◆ GIVEN PASSAGE

══════

By the morning of our third day in Iceland, our heads were already spinning from everything we'd seen so far. We needed a little time to to relax, so we took a short diversion to our first hot pot at Hoffell. Hot pots in Iceland come in all shapes and sizes - some are huge and well developed and others are tiny and remote. Hoffell is the kind where the pools themselves are lined with plastic tubs. This maybe takes a bit of the fantasy out of it but does help to keep you clean (as we'd learn some days later). There were four pools (of varying temperatures) spaced around a rocky hill, and we mostly had the place all to ourselves. The natural hot spring water felt great, and the surrounding glaciated hills provided a nice backdrop.
After our soak in the hot spring (and a visit from a curious local farm dog), we continued east along the ring road. We only had a vague plan for the day, so we allowed ourselves to pull over whenever a scene caught our eye.

══════

◆ DIRECTION
Quote the part of the Iceland hot pot passage that opens with the words containing "After our soak" and closes with "caught our eye.".

◆ GIVEN ENTRIES
══════

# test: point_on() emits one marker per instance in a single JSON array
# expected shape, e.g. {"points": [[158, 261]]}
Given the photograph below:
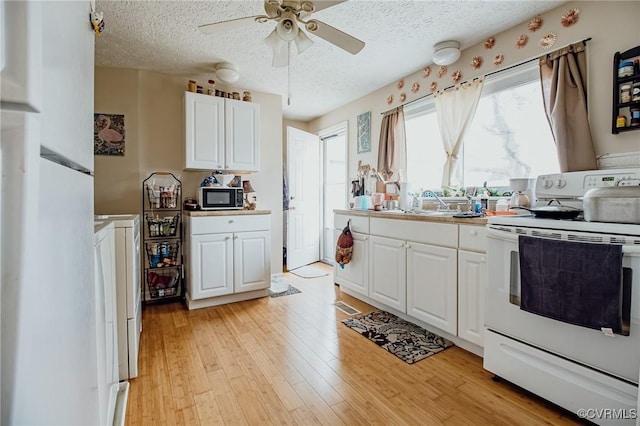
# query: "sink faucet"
{"points": [[433, 194]]}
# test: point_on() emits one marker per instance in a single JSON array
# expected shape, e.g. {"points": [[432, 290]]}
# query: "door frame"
{"points": [[324, 134]]}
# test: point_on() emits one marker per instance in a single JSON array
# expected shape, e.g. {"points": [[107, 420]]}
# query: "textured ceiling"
{"points": [[162, 36]]}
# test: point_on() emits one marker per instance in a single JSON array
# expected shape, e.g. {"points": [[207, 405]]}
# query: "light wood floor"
{"points": [[289, 360]]}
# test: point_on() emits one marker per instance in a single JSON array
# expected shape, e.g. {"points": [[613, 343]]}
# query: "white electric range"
{"points": [[571, 365], [128, 290]]}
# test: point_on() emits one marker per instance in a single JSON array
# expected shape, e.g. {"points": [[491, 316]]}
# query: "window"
{"points": [[509, 136]]}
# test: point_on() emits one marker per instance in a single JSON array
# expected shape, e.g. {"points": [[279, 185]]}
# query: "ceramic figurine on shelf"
{"points": [[97, 22]]}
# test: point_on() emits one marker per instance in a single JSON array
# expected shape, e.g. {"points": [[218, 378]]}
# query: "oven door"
{"points": [[615, 355]]}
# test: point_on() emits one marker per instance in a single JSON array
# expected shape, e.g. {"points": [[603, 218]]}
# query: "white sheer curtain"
{"points": [[456, 108]]}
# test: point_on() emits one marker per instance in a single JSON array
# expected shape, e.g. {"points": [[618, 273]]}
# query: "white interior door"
{"points": [[334, 184], [303, 174]]}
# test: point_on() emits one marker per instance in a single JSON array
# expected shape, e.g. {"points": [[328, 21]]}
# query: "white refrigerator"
{"points": [[48, 345]]}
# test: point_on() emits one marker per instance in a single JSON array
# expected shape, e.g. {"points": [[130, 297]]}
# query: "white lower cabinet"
{"points": [[472, 280], [354, 275], [433, 272], [211, 265], [251, 260], [387, 272], [220, 263], [432, 285]]}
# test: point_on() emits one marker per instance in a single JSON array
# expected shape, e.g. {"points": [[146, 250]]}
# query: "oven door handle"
{"points": [[630, 250]]}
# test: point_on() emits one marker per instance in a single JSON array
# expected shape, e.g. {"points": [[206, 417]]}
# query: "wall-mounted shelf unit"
{"points": [[623, 108], [162, 238]]}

══════

◆ ANSWER IN FULL
After our soak in the hot spring (and a visit from a curious local farm dog), we continued east along the ring road. We only had a vague plan for the day, so we allowed ourselves to pull over whenever a scene caught our eye.